**SHORT EXERCISE 1**
Please list everything that, according to Morrison's testimony in the passage on health insurance co-ops below, the large carriers are saddled with.

━━━ SELECTION

Critics also have been skeptical the co-ops could compete with more established insurers, such as Aetna and UnitedHealthcare.

“Starting a new health plan is a risky proposition,” said Peter Kongstvedt, a McLean, Va.- based health care consultant. He said consumers already have sufficient choice of plans in most markets and won’t miss having the additional co-ops.

Proponents of the co-ops say such plans could offer lower premiums because they don’t have to generate profits for shareholders. Under the law, co-op plans must apply any surpluses to lowering rates or improving benefits or quality for their members. The co-ops are scheduled to open by next year.

In testimony before Congress last year,  Morrison called skepticism about co-ops’ ability to compete “naive,” noting, “The large carriers are saddled with stockholder demands for profit, large overheads, antiquated legacy processing systems and other inefficiencies.”

Initially, the health law allocated $6 billion to help co-ops start up and meet state  insurance solvency requirements. In 2011, Congress reduced that funding to $3.4 billion as part of broader budget cuts.

More than two dozen applicants were applying for co-op funding when the money was eliminated, Morrison said. HHS officials did not return calls for comment.

The deal approved Tuesday leaves 10 percent of the remaining co-op funds to cover the administrative costs connected with the 24 plans already launched.

━━━━━━
━━━ LISTING

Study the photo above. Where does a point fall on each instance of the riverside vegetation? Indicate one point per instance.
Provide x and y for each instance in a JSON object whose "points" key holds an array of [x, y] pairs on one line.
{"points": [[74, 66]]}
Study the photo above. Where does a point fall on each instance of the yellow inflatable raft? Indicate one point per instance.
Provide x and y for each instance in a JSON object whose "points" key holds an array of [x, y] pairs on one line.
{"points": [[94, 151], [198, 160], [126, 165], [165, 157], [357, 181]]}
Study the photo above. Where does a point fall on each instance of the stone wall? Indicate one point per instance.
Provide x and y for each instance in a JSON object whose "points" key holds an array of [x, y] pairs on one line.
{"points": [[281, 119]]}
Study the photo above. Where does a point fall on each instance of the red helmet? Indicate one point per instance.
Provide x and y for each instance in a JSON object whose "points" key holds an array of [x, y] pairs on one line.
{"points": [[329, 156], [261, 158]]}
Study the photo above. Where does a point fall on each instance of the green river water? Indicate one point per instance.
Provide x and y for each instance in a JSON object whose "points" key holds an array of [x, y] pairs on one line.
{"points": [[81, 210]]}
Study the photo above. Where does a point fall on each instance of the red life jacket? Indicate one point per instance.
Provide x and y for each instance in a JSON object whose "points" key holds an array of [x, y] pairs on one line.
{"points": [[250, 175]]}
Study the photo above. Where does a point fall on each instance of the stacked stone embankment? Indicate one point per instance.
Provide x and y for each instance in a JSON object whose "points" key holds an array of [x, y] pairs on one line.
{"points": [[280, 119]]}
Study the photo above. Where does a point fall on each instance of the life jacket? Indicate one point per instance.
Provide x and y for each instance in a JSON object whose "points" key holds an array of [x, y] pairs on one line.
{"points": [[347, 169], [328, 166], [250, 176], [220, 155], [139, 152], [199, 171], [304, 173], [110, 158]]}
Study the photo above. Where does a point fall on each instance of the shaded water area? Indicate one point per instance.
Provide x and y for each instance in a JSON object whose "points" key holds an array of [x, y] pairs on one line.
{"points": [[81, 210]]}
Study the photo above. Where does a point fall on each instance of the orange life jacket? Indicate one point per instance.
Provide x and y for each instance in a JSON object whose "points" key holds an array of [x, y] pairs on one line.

━━━━━━

**SHORT EXERCISE 2**
Copy out word for word the stretch of the records from the line that contains "orange life jacket? Indicate one point per instance." through the end of the records, both ends included.

**COMPLETE ANSWER 1**
- stockholder demands for profit
- large overheads
- antiquated legacy processing systems
- other inefficiencies

**COMPLETE ANSWER 2**
Study the photo above. Where does a point fall on each instance of the orange life jacket? Indicate one point per instance.
Provide x and y for each instance in a JSON object whose "points" key holds an array of [x, y] pairs on one line.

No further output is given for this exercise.